BEGIN The data

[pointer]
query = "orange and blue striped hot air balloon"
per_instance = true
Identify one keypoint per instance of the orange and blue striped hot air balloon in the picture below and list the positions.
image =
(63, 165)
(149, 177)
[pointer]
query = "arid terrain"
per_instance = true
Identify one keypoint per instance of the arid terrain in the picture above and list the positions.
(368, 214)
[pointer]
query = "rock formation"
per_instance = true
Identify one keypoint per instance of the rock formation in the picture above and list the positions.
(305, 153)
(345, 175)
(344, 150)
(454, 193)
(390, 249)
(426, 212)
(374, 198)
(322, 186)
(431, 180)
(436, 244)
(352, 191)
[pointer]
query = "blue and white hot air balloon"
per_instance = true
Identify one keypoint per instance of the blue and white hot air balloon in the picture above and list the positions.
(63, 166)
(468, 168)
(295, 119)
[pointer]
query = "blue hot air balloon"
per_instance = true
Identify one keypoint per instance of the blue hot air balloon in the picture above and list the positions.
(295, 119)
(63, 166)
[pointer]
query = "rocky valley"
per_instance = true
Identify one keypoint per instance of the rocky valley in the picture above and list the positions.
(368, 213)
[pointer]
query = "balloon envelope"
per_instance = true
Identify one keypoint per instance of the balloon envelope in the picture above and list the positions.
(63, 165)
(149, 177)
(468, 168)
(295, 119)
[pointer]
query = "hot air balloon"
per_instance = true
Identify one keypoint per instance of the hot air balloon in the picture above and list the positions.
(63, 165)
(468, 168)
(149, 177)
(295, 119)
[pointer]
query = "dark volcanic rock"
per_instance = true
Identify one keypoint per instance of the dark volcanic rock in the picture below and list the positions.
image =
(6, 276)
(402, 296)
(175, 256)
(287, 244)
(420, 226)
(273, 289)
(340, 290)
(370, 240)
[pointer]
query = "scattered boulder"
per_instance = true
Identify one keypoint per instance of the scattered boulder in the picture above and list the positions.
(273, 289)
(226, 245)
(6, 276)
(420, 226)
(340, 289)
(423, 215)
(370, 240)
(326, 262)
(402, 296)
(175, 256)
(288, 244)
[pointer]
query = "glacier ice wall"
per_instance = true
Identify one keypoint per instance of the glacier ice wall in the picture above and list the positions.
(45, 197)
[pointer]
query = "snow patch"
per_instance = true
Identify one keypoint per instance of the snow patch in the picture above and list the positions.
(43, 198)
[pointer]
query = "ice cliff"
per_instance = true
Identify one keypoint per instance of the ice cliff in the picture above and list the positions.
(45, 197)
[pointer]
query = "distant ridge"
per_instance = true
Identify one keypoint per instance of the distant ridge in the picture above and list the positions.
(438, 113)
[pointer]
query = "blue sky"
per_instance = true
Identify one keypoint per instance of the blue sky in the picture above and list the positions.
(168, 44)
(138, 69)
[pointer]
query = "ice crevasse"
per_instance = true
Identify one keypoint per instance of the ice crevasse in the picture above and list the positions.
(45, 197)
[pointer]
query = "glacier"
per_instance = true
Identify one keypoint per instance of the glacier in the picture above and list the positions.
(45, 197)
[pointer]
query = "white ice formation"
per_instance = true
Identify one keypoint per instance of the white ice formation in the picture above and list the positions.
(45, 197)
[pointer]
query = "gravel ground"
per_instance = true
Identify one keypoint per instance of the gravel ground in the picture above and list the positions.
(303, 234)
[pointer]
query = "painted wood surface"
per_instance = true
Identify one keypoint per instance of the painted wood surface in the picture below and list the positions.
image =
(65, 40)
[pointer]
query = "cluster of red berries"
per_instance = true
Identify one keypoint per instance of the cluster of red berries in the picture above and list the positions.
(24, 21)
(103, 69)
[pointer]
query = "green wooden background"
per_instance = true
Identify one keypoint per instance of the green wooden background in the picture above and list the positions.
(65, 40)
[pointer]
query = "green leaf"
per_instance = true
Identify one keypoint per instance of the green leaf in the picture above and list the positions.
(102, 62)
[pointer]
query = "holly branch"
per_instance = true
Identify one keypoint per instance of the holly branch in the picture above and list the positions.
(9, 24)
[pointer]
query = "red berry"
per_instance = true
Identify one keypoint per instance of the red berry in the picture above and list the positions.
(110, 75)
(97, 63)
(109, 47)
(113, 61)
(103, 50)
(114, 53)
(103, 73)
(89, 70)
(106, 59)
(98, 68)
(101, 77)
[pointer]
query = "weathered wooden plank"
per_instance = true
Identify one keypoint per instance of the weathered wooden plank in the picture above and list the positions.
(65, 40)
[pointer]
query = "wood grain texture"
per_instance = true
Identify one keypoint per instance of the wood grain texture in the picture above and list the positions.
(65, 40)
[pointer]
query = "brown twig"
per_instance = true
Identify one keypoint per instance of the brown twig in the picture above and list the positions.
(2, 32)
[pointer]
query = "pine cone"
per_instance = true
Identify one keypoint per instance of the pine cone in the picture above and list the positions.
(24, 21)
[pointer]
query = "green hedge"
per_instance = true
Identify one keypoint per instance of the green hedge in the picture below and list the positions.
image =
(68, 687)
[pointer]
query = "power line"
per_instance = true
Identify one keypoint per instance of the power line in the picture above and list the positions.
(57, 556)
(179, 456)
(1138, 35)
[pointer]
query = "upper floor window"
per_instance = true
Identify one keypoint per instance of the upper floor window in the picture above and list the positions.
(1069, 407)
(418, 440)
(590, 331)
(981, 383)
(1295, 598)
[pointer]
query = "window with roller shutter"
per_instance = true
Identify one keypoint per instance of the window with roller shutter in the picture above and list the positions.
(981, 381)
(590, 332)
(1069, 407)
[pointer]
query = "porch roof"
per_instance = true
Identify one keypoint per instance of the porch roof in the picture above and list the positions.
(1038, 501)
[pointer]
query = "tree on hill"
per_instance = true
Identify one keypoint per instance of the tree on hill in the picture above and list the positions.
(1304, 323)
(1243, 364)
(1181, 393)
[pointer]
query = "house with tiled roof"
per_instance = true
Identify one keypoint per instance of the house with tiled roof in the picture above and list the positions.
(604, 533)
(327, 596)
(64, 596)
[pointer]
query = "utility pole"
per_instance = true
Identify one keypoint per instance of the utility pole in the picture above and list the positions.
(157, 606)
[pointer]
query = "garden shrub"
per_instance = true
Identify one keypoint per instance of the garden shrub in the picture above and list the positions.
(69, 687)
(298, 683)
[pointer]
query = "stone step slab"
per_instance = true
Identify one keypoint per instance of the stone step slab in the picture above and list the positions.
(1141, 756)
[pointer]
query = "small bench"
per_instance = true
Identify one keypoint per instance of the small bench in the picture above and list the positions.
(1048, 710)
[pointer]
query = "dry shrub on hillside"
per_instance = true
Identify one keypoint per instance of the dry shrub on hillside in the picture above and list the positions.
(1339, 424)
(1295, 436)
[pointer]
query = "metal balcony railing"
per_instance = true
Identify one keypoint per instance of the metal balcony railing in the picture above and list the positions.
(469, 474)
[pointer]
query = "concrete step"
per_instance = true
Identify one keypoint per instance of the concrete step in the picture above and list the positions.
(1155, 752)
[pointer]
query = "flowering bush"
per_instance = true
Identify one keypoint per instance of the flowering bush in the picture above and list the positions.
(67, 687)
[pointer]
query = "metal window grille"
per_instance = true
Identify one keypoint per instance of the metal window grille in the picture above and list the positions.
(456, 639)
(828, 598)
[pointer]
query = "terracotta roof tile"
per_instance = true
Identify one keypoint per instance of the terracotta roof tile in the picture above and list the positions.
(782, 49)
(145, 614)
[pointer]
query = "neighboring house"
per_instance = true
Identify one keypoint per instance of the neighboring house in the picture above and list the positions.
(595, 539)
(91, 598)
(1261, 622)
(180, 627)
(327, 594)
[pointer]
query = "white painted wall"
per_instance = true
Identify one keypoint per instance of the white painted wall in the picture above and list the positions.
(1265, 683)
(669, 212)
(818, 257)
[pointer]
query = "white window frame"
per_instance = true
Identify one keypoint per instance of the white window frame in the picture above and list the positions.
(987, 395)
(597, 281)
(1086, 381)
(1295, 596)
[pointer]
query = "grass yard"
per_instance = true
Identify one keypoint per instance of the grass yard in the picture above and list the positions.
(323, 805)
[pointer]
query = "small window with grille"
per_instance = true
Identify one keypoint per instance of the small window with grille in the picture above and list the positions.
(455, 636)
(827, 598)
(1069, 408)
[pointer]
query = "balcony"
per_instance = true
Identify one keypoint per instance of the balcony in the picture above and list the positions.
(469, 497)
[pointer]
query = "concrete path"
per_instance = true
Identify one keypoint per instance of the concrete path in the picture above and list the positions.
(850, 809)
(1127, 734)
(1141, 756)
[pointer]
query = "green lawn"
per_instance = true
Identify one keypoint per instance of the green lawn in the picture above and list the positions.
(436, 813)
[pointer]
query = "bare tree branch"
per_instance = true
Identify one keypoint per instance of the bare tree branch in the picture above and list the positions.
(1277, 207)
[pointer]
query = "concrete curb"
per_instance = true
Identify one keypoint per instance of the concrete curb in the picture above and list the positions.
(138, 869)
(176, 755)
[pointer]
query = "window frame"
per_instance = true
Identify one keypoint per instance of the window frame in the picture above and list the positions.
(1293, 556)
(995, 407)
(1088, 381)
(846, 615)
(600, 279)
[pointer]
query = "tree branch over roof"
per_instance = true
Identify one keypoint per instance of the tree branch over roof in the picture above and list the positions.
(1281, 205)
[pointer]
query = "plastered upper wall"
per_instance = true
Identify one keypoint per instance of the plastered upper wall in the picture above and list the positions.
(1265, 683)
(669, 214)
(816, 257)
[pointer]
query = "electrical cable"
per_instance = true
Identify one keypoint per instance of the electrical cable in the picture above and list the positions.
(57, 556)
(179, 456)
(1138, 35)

END The data

Task brief:
Using the entries, return every line where the word "dark" can be found.

Expected answer:
query = "dark volcanic rock"
Identify one keypoint per instance of the dark volcanic rock in the picture below and list the positions.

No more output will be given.